> [課題 a]:
次の(i)〜(iii)が大内義隆をめぐる文章の内容と合うかどうか、それぞれ「はい」か「いいえ」で答え、決め手となる文章中の言葉をそのまま引用してください。
(i) 毛利隆元は14歳で人質として大内のもとへ送られた。
(ii) 大内義隆と大内晴持の衆道関係には確かな証拠がある。
(iii) 小早川隆景と大内義隆の衆道関係についての記述は「陰徳太平記」にある。

第一次月山富田城の戦いで大内晴持が死亡すると大内義隆は戦争する意欲が減退してしまう。そこいらへんの様子から、「大内義隆と大内晴持は衆道関係」というのは定説。もちろん証拠はないです。状況証拠です。

毛利隆元

天文6年(1537年)に14歳で大内の元に人質として送られます。毛利は当時はまだ一地域の領主で大内の庇護下にあった毛利が人質を出すのは当然のこと。しかし、大内はかなり毛利隆元を「優遇」したと言います。その理由に関してはどこにも書いていないんですが、「好みの少年だった」から、という可能性は高い。
この毛利隆元も大内義隆の愛人だった!ってのは半ば「定説」となっていますが、文書を読む限り断言したものはないです。ただし、まぁ、十分あるかな。とも思う。
●毛利隆元の「隆」は大内義隆の「隆」です。

厳島合戦
陶隆房が大寧寺の変で大内義隆を死に追い込むと、陶との対決を毛利隆元がかなり強めに毛利元就に進言します。割と穏やかな人物の隆元が強硬だったのは「大内義隆との愛」があったのかもしれない。
まー、かなり人質時代によくしてもらったから!で説明のつくことなんですが。

小早川隆景

毛利隆元の弟の小早川隆景も大内義隆と衆道関係にあったという記述が「陰徳太平記」にあります。そこでは
ざっくりと現代語訳
毛利元就親子は山口に滞留しました。おの時、小早川隆景は16歳。とんでもない美少年で大内義隆の寵愛は浅からず、足利義晴に官位を吹挙されて、屋形号を貰いました。

データ一覧

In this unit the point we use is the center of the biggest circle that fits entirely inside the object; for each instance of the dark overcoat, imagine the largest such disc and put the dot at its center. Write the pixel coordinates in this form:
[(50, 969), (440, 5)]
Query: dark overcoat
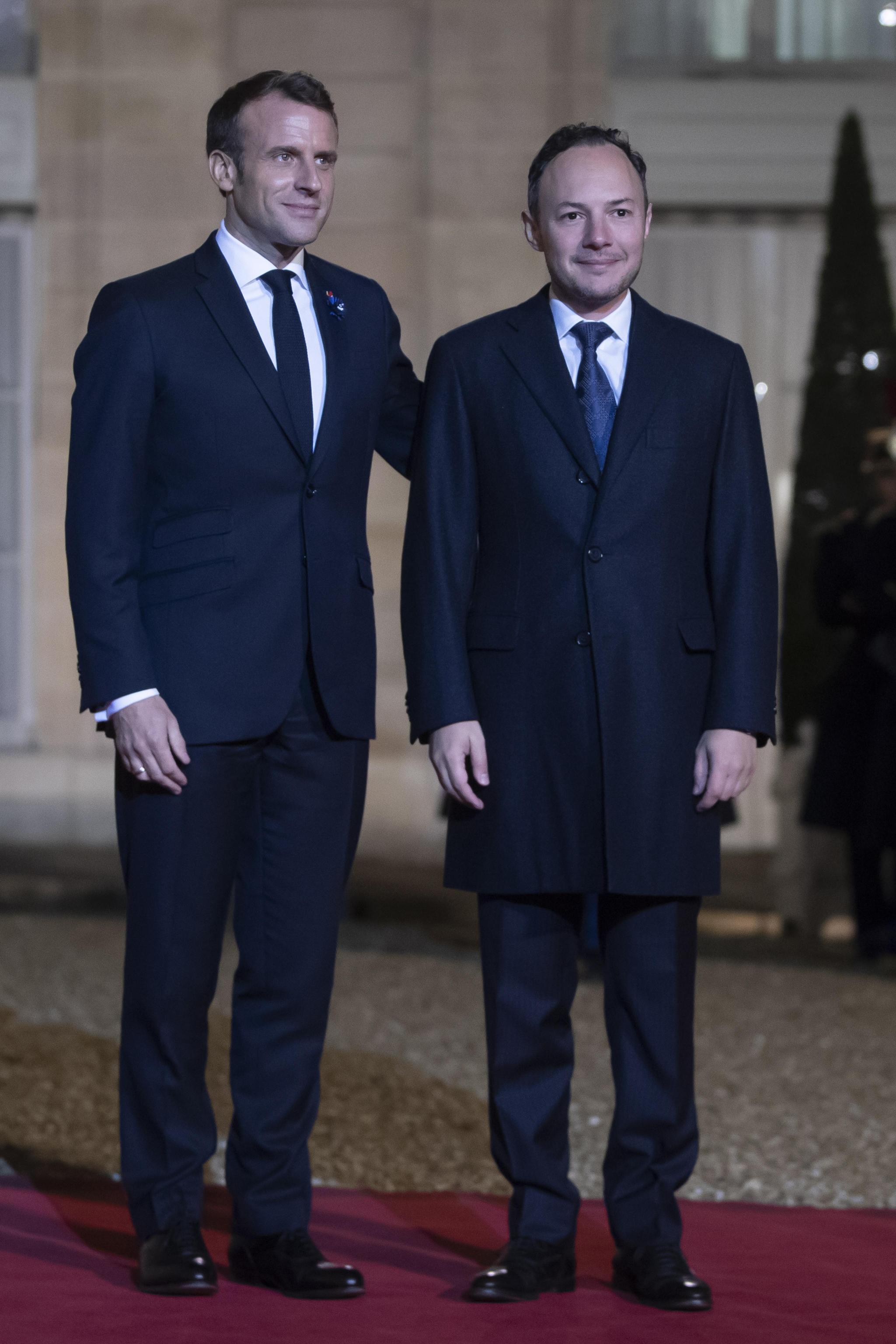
[(852, 781), (206, 542), (596, 626)]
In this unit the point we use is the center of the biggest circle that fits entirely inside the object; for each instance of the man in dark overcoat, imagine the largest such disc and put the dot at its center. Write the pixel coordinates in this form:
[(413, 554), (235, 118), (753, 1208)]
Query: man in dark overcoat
[(590, 632), (226, 412)]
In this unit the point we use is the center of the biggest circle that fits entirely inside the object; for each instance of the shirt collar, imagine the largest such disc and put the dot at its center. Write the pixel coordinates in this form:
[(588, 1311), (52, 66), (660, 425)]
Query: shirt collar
[(620, 320), (248, 265)]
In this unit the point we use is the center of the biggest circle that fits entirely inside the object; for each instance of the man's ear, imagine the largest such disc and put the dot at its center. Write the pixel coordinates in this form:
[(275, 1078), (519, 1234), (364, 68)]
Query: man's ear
[(223, 171), (531, 230)]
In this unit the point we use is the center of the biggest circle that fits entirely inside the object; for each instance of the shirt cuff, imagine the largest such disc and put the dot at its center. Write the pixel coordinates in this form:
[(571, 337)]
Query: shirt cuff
[(123, 702)]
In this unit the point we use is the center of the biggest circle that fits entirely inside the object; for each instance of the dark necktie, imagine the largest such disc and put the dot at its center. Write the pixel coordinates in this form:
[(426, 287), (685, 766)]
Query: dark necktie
[(292, 357), (593, 388)]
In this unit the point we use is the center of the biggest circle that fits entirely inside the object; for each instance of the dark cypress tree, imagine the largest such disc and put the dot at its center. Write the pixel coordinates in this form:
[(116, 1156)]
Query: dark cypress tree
[(854, 357)]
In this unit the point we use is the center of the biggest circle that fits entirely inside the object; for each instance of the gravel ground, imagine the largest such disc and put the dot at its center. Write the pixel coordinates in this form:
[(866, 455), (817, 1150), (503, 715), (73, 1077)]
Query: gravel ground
[(796, 1064)]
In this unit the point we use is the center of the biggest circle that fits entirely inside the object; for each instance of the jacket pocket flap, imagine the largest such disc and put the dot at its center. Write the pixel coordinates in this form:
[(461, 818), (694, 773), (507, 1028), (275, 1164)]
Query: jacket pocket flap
[(365, 572), (697, 632), (211, 522), (492, 631)]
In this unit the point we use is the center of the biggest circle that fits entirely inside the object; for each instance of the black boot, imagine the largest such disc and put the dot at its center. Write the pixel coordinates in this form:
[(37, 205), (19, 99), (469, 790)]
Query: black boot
[(659, 1276), (292, 1264), (176, 1263), (526, 1269)]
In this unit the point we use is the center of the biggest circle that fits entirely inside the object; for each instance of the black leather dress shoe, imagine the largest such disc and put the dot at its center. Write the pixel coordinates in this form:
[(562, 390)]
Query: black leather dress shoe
[(659, 1276), (526, 1269), (176, 1263), (292, 1264)]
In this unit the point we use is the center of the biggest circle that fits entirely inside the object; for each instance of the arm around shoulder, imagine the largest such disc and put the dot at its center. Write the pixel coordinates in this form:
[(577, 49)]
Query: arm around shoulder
[(401, 401), (440, 553)]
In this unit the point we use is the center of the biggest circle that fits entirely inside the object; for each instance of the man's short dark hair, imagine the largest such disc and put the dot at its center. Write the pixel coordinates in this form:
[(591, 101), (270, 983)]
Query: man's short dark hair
[(222, 130), (581, 133)]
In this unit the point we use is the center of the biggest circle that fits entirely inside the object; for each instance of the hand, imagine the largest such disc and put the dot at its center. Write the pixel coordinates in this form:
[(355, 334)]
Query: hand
[(725, 765), (151, 744), (449, 750)]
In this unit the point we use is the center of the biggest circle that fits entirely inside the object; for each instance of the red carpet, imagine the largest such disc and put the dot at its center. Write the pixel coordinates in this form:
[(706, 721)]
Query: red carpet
[(781, 1276)]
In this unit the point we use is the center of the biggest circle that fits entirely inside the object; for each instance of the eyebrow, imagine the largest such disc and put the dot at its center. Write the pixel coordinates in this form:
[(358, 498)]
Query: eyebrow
[(296, 150), (578, 205)]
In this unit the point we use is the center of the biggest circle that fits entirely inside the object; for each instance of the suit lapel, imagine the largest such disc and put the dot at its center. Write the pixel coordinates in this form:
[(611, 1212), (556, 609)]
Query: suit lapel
[(221, 295), (531, 344), (648, 371), (334, 338)]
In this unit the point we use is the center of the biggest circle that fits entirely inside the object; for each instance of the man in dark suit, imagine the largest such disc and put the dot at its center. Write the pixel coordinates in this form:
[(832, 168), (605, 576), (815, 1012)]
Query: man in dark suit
[(225, 418), (590, 634)]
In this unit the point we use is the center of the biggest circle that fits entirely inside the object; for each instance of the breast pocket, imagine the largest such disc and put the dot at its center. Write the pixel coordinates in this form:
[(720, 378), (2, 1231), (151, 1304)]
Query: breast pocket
[(492, 631), (666, 440)]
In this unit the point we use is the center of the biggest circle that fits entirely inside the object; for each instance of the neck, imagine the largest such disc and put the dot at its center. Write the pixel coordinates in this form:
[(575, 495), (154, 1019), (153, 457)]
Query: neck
[(585, 307), (279, 255)]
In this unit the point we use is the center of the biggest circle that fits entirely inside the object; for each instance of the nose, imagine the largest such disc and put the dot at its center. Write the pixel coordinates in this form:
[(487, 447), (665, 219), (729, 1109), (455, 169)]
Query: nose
[(597, 236), (307, 179)]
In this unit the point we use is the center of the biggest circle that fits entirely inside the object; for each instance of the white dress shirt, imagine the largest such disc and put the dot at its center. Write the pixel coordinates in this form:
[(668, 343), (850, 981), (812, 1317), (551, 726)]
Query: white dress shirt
[(249, 266), (613, 353)]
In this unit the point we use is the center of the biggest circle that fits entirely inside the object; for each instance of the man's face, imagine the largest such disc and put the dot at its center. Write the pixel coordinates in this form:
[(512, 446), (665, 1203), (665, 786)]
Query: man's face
[(284, 191), (592, 225)]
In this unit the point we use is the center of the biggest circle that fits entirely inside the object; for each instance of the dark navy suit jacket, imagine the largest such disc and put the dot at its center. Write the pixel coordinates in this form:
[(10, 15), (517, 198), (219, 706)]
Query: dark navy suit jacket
[(206, 545), (596, 626)]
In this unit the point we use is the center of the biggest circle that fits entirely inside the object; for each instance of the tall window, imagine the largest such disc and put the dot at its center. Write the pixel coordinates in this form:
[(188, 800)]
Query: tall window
[(721, 34), (14, 484)]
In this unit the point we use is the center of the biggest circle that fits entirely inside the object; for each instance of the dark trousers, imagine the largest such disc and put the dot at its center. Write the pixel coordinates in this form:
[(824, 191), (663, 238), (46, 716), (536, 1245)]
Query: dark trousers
[(277, 819), (871, 906), (530, 947)]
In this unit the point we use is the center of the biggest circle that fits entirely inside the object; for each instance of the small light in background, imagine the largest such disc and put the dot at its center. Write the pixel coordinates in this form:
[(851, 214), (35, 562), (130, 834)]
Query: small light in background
[(785, 494)]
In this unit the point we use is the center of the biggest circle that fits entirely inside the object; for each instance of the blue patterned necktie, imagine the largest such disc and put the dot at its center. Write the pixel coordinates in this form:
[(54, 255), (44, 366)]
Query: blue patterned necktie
[(292, 357), (593, 388)]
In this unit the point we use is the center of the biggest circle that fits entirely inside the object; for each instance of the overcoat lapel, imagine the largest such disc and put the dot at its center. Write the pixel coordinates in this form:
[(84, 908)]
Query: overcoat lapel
[(335, 338), (533, 347), (648, 371), (221, 295)]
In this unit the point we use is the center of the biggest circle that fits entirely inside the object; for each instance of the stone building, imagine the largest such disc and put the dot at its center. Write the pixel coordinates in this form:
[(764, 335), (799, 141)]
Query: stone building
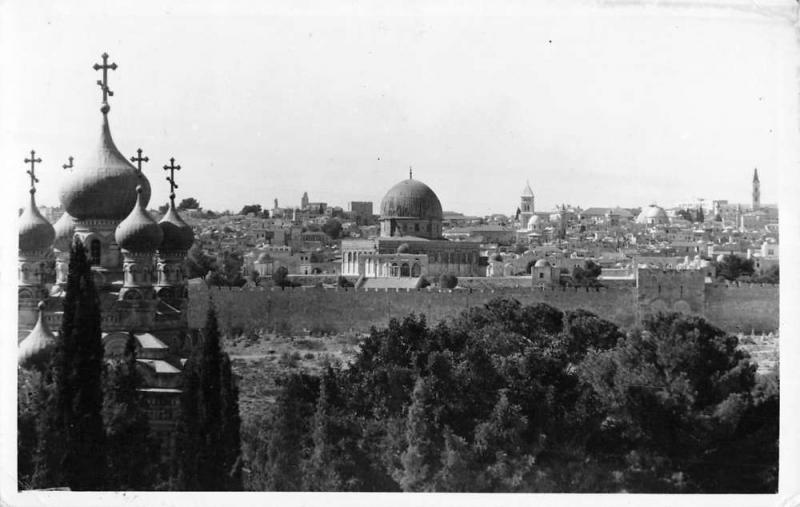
[(410, 224), (137, 265)]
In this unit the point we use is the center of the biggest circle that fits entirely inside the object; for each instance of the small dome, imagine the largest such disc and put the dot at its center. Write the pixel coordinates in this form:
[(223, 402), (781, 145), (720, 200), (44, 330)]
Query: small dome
[(65, 231), (139, 232), (411, 199), (652, 215), (178, 235), (35, 350), (104, 185), (35, 232)]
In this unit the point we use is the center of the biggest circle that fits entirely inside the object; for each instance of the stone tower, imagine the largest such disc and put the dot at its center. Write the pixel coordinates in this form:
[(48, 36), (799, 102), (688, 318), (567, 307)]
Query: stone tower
[(526, 205), (756, 191)]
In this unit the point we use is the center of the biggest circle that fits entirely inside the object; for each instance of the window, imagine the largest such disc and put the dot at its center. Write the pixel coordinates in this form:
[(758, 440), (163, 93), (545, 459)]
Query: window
[(94, 252)]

> [課題 b]: データ一覧のうち、「man's ear, imagine」を含む行から「[(223, 171), (531, 230)]」を含む行までを、「disc」を「disk」に置き換えて更新し、それ以外は変えずにその行だけを示してください。

> [結果 a]:
(i) はい:「天文6年(1537年)に14歳で大内の元に人質として送られます。」
(ii) いいえ:「もちろん証拠はないです。」
(iii) はい:「毛利隆元の弟の小早川隆景も大内義隆と衆道関係にあったという記述が「陰徳太平記」にあります。」

> [結果 b]:
In this unit the point we use is the center of the biggest circle that fits entirely inside the object; for each instance of the man's ear, imagine the largest such disk and put the dot at its center. Write the pixel coordinates in this form:
[(275, 1078), (519, 1234), (364, 68)]
Query: man's ear
[(223, 171), (531, 230)]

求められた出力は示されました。